■ Document excerpt

——

Project Update: Mount Carmel West Development in Franklinton
Construction is scheduled to start this spring on 14 single family homes along a one-block stretch of South Hartford Avenue, on land formerly used as a parking lot for Mount Carmel West. At the southern end of the block, on State Street, a four-unit townhome building is planned.
The new homes will mark the first new construction on the campus since Mount Carmel Health System announced its plan to relocate the hospital on the site from Franklinton to Grove City.
Demolition of the main hospital buildings is ongoing and will continue into the spring or early summer of 2020, according to Mount Carmel officials. Further clearing of the site to ready it for development will likely extend into late summer or fall, at which time work could start on the first new buildings in the central part of the campus.
Plans for that area – a roughly five-acre piece of land east of Souder Avenue and south of Mt Carmel Mall – have not been completely finalized, although we now know that market-rate apartments will fill at least a portion of that space.
Across from the new apartments will be a new park, occupying the block to the west of Souder Avenue, between State and Town streets. More single family homes and townhomes will be built to the west of the new park, along Hartford Avenue.
Thrive Companies – formerly Wagenbrenner Development – was selected earlier this year to lead the redevelopment efforts. Steve Bollinger, Partner & VP of Development at Thrive, recently updated Columbus Underground on the latest plans for the area.

——

■ Material shown
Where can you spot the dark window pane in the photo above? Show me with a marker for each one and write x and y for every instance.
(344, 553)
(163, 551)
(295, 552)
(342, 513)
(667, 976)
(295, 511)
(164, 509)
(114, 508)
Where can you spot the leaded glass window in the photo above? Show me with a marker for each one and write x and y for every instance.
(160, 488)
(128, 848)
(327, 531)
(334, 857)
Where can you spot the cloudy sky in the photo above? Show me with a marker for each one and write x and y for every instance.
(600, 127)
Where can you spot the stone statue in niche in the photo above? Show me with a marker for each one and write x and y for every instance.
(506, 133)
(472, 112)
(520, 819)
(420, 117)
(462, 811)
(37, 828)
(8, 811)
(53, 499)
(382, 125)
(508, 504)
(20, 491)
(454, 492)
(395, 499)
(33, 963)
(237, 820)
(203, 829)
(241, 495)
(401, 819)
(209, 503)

——

Please write out the part of the Mount Carmel West update from "Across from the" to "along Hartford Avenue." word for word.

■ Exercise answer
Across from the new apartments will be a new park, occupying the block to the west of Souder Avenue, between State and Town streets. More single family homes and townhomes will be built to the west of the new park, along Hartford Avenue.